TASKS TO CARRY OUT —
a: Render this sentence from the PCA tutorial into Spanish: "In tutorial-4.3, we analyzed RMSF of all residues in BPTI."
b: Supply the next part of the tutorial on principal component analysis, picking up after its final sentence.

PAGE EXTRACT —
4.4 Principal component analysis (PCA)

Files for this tutorial (tutorial-4.4.tar.gz)

In this tutorial, we perform principal component analysis (PCA). PCA is useful to understand the dynamical behaviour of biomolecules by projecting the trajectory on small dimensions in terms of principal components (PCs). To perform PCA, we first use the eigmat_analysis tool, followed by the prjcrd_analysis tool, both of which are available in the GENESIS analysis tool sets. The former computes the eigenvalue and eigenvectors of the variance-covarience matrix, and the latter carries out a projection of the snapshot structures onto PC vectors.

In this tutorial, we use the output files obtained in tutorial 1.1 and tutorial 4.3. (Please work on these tutorials first if you have not done it yet.) Untar tutorial-4.4.tar.gz in the same directory as tutorial-1.1 and tutorial-4.3:

$ ls 
tutorial-1.1  tutorial-4.3
$ tar -zxf tutorial-4.4.tar.gz
$ ls
tutorial-1.1  tutorial-4.3  tutorial-4.4
$ cd tutorial-4.4
$ ls
run.sh  run1.inp  run2.inp

In tutorial-1.1, we carried out an MD simulation of a small protein, BPTI, in solution. The MD simulation was performed for 500,000 steps with crdout_period = 500, resulting in a trajectory file containing 1,000 snapshots. In tutorial-4.3, we analyzed RMSF of all residues in BPTI. Here, we calculate the PCs of BPTI and project all snapshots of the trajectory on to a plane of two PCs.

The control file, run1.inp, is for eigmat_analysis:

[INPUT]
pcafile = ../tutorial-4.3/run2.pca # PCA file

[OUTPUT]
valfile = run1.val   # VAL file
vecfile = run1.vec   # VEC file
cntfile = run1.cnt   # CNT file

We obtain valfile, vecfile, and cntfile, which contain eigenvalues, eigenvectors, and contribution of each mode to the overall dynamics, respectively. The following figure shows the plot of the accumulated contribution of each PC mode (4th column in cntfile).

pc_contrib

The control file, run2.inp, for prjcrd_analysis is as follows:

[INPUT]
reffile     = ../tutorial-1.1/1_setup/ionize.pdb    # PDB file
pdb_avefile = ../tutorial-4.3/run1_ave.pdb  # PDB file (Average coordinates)
pdb_aftfile = ../tutorial-4.3/run1_aft.pdb  # PDB file (Fitted Average coordinates)
valfile     = run1.val # VAL file
vecfile     = run1.vec # VEC file

[OUTPUT]
prjfile     = run2.prj # PRJ file

In [INPUT] section, reffile is the reference structure used in tutorial-1.1, and pdb_avefile and pdbaftfile are the average coordinates of the analysis and fitting atoms, respectively, obtained in tutorial-4.3. valfile and vecfile are the output of eigmat_analysis.

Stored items
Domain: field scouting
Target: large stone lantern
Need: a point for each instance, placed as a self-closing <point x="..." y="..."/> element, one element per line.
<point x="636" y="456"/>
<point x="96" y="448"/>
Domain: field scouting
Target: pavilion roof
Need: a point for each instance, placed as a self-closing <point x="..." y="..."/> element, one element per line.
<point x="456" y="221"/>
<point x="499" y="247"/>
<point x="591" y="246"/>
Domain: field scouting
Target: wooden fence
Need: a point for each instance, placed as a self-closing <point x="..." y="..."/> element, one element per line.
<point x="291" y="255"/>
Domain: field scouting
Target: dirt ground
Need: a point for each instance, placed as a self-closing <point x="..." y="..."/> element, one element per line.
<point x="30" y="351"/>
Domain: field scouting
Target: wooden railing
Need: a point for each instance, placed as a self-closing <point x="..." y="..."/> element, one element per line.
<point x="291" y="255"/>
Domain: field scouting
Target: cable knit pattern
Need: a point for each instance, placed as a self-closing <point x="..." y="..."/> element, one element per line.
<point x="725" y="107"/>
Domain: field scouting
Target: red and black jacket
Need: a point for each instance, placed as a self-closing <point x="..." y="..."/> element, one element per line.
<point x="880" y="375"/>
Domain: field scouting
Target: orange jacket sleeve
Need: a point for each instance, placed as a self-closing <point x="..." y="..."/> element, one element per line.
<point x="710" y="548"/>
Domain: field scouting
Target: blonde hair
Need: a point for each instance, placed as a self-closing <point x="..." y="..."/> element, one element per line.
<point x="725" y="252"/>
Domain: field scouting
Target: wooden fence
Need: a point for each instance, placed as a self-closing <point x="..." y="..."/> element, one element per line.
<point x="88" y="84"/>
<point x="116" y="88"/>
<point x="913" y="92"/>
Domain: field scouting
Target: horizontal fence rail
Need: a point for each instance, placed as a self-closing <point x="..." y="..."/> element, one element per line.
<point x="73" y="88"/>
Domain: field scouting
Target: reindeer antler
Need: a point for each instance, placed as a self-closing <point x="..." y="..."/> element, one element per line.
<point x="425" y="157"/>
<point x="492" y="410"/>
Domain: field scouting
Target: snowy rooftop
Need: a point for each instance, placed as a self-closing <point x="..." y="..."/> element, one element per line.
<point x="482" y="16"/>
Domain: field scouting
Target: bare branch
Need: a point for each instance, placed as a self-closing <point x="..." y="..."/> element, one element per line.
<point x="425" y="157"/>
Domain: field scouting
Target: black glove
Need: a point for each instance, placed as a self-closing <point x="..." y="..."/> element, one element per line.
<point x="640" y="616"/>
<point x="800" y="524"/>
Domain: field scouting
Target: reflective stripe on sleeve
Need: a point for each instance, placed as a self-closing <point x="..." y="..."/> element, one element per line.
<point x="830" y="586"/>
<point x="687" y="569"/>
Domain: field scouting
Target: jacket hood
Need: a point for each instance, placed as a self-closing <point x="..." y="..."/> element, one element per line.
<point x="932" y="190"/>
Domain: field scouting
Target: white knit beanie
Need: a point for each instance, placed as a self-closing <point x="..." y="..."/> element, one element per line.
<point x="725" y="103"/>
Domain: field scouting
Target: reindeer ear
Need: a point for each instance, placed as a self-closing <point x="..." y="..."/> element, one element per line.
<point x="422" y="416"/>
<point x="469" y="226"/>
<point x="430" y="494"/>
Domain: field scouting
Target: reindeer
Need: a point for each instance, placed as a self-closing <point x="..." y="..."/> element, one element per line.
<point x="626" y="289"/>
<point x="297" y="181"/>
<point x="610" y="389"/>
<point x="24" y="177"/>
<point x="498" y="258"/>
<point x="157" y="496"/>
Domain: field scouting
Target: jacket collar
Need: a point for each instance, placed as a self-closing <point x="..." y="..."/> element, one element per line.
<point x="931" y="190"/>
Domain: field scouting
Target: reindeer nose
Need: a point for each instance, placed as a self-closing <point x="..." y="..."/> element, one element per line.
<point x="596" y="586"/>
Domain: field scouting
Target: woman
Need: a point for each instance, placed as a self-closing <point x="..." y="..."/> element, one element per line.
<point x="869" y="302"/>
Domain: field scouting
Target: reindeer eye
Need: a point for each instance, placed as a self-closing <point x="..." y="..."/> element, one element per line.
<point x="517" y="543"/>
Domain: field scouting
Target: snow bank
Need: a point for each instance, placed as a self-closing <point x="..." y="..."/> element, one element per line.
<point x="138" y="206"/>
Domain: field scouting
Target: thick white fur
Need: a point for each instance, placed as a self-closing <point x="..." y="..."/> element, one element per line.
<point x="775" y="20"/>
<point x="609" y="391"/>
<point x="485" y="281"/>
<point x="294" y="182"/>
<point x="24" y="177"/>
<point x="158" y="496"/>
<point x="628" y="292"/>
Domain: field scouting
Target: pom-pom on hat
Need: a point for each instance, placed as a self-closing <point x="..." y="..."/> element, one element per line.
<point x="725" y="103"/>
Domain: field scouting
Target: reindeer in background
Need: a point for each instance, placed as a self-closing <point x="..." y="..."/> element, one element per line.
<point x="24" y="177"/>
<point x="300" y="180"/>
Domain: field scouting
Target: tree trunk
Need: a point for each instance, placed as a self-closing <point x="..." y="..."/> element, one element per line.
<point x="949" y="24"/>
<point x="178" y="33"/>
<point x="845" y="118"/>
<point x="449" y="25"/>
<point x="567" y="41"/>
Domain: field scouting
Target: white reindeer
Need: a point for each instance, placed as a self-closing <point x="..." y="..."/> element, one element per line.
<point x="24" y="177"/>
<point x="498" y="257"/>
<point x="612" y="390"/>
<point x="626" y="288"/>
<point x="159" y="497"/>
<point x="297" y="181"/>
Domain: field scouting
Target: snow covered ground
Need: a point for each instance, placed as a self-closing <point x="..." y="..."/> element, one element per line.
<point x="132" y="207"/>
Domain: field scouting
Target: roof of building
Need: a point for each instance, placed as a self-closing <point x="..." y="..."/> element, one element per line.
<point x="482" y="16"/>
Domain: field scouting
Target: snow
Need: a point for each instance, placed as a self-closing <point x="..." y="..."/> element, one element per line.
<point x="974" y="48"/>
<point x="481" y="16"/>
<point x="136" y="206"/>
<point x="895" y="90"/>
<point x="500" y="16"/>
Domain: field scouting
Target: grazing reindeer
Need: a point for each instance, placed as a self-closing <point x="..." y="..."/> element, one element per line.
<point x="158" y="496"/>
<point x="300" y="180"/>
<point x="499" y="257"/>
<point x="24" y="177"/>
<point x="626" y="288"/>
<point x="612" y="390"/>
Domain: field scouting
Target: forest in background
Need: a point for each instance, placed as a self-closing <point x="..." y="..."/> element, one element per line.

ANSWERS FOR THE EXERCISE —
a: En tutorial-4.3, analizamos el RMSF de todos los residuos de BPTI.

b:
[TRAJECTORY], [SELECTION], and [FITTING] sections, which follow the above, are the same as before. See tutorial-4.1 for details.

[OPTION]
check_only     = NO       # (YES/NO)
vcv_matrix     = Global   # (GLOBAL/LOCAL)
num_pca        = 2        # # of principal components
analysis_atom  = 1        # analysis target atom group

In [OPTION] section, we specify the number of PCs to project the trajectory. The PCs are selected in a decreasing order of their contributions.

The analysis is executed by run.sh script:

$ cat run.sh
#!/bin/bash

# set the number of OpenMP threads
export OMP_NUM_THREADS=1

# perform analysis with eigmat_analysis and prjcrd_analysis
$ eigmat_analysis run1.inp | tee run1.out
$ prjcrd_analysis run2.inp | tee run2.out

Now, let’s run the script:

$ chmod +x run.sh
$ ./run.sh
$ ls
run.sh    run1.cnt  run1.inp  run1.out  run1.val  
run1.vec  run2.inp  run2.out  run2.prj

We obtain run2.prj which contains the projection of each structure onto the calculated principal component axes. The i-th principal component μi of each snapshot is defined by the dot product:

\( \displaystyle \mu_i = \mathbf{v}_i \cdot (\mathbf{q}- \langle \mathbf{q} \rangle) \)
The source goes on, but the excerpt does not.